Task statement> Would you copy out each line of the records below that includes the word "segment"?

Exercise inputs>
-*-

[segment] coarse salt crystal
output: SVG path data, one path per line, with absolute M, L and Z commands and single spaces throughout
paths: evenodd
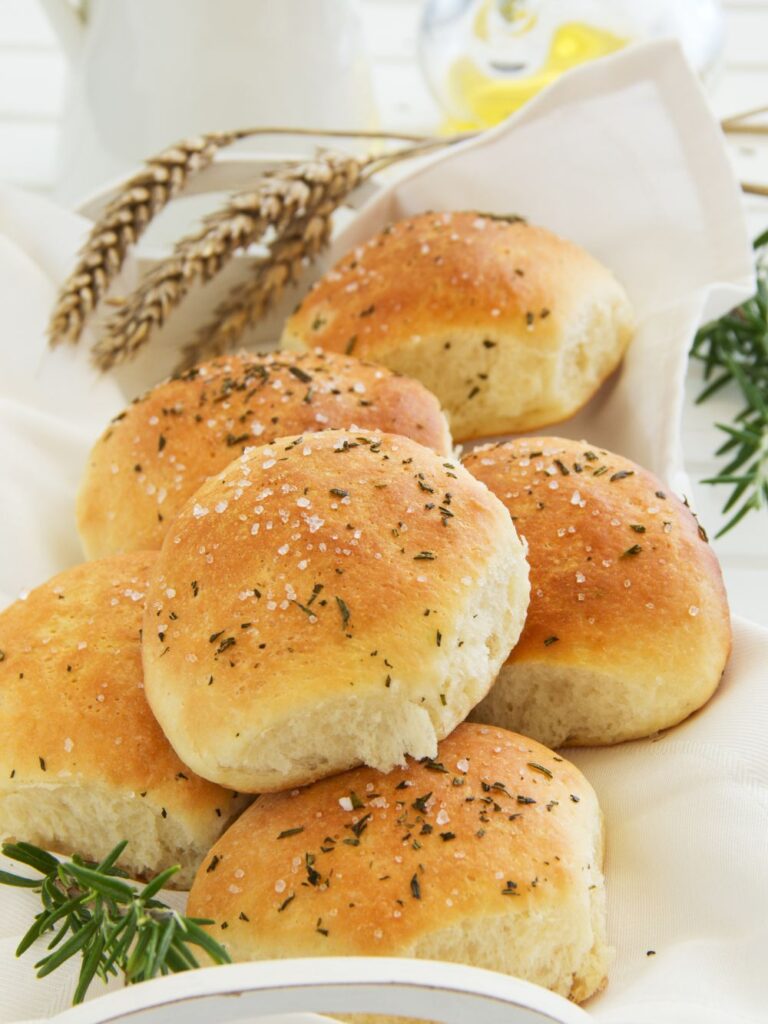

-*-

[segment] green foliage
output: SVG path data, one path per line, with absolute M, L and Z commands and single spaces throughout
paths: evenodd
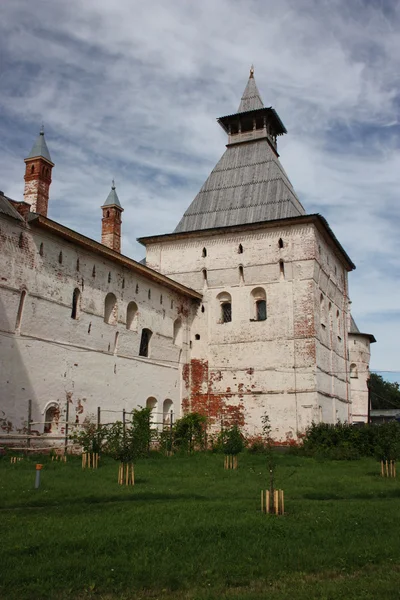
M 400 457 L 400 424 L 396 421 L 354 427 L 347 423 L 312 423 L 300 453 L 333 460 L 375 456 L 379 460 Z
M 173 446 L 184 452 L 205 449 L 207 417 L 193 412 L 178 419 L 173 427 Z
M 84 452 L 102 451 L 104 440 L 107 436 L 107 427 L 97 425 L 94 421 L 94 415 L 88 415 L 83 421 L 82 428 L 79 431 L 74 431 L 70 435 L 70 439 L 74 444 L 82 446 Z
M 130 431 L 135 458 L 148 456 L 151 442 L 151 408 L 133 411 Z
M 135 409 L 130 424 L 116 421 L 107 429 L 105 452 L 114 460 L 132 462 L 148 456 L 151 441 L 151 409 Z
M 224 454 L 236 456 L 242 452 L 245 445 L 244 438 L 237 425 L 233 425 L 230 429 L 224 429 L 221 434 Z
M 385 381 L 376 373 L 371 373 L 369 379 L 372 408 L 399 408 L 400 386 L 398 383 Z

-*-

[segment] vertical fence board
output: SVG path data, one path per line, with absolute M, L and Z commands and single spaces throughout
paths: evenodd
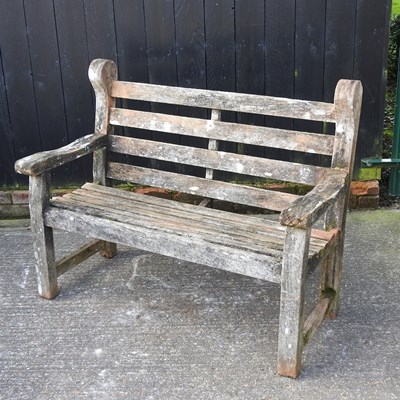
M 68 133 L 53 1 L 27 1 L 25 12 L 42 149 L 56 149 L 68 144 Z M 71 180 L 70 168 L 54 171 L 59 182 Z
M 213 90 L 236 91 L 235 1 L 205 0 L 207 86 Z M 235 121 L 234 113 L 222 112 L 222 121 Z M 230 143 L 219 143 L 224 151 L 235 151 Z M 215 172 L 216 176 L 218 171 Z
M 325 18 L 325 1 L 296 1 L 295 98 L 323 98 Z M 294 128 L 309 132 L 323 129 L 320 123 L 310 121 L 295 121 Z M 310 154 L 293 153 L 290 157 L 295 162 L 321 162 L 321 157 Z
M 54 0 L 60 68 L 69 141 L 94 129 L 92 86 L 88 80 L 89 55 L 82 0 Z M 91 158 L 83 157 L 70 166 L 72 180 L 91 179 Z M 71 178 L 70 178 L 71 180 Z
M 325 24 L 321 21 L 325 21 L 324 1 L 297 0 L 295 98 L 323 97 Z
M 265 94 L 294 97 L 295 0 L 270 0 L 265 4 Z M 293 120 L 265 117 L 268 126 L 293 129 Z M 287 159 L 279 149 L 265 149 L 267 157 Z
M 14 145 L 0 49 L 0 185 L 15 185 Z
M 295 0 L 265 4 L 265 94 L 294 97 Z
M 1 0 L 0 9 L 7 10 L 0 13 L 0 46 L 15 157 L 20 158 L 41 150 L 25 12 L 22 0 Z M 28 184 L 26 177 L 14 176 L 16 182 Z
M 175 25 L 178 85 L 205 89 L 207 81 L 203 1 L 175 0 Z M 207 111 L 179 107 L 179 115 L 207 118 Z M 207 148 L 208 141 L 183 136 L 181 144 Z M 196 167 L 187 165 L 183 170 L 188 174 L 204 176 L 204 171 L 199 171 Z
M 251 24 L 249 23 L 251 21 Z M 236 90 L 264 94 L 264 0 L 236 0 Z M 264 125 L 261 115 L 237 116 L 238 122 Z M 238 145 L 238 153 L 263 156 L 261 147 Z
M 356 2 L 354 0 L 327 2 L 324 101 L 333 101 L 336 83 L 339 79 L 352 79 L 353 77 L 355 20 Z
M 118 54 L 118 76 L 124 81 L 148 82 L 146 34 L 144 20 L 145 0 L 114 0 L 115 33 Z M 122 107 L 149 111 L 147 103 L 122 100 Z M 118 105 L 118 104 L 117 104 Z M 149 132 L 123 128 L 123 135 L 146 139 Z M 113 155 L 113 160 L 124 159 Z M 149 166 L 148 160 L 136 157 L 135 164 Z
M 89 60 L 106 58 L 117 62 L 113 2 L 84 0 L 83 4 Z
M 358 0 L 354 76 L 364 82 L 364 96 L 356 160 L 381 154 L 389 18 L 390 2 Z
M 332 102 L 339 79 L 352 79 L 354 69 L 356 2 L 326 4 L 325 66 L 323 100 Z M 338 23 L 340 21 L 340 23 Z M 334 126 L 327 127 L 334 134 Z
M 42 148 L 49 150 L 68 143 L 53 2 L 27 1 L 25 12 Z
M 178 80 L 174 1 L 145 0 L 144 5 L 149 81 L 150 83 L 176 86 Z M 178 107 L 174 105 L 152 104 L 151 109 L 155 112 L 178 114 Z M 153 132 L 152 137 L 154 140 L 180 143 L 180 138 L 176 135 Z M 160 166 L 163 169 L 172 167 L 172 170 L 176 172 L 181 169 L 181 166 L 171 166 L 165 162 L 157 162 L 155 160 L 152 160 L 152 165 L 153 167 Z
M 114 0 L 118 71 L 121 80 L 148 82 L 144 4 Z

-*-

Finished task>
[segment] coarse salt crystal
[segment] green foliage
[segment] vertical fence board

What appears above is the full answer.